Task details —
Rescale the items below by repeating all their lines, requests included, with each answer's point coordinates multiplied by 0.35 and rounded to whole numbers, halves up. Leave the numbers in the requests and their format samples unchanged, and omit the pictures.

(Object point labels)
..........
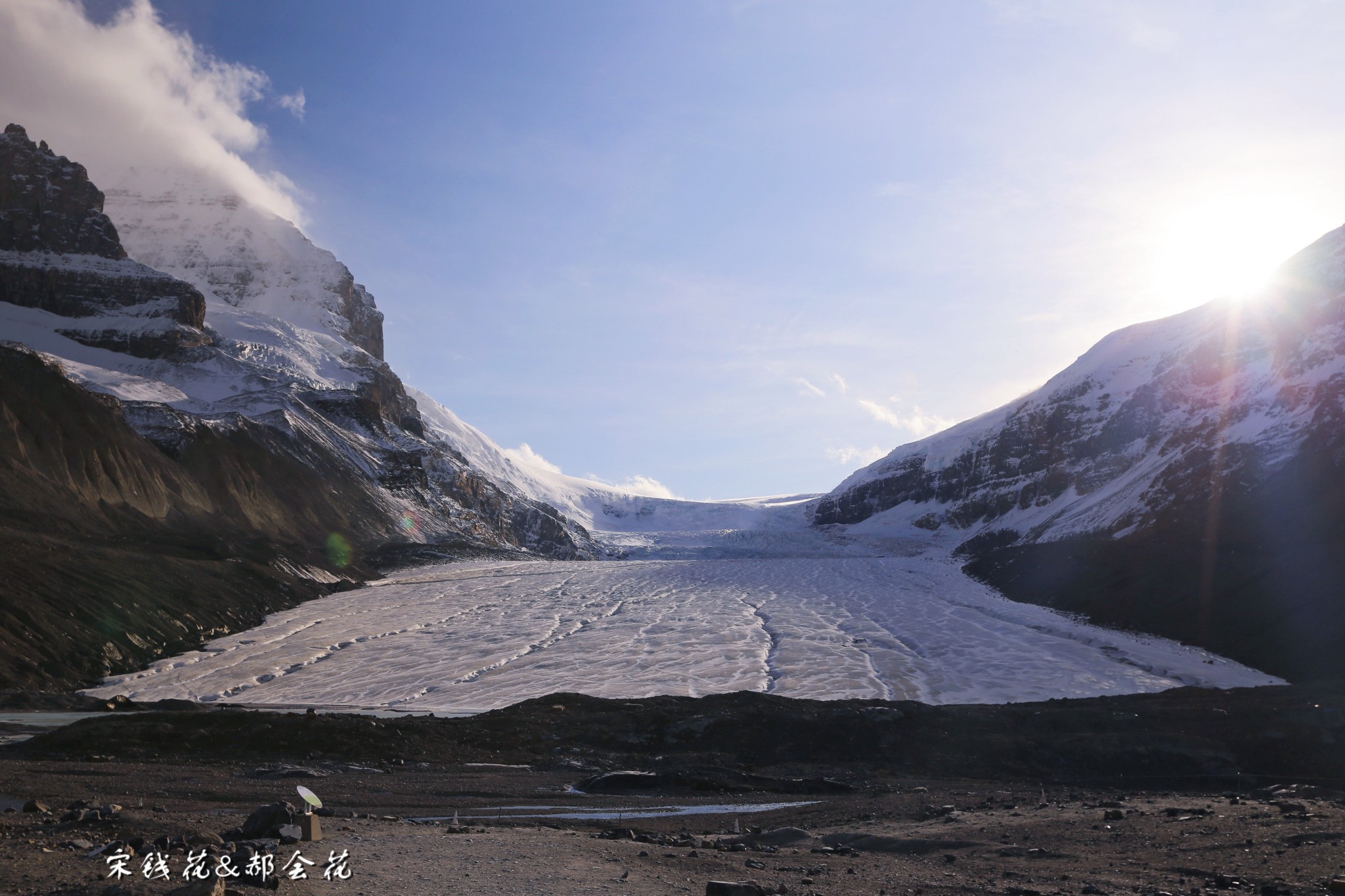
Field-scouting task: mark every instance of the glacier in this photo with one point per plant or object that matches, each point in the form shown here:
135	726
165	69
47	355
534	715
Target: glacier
471	637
..........
Expected output —
Field-scouting task: mark every instance of the glacier in this photo with one point per plant or object that matches, each point in the form shown here:
135	726
165	69
47	355
534	715
Target: glacier
165	223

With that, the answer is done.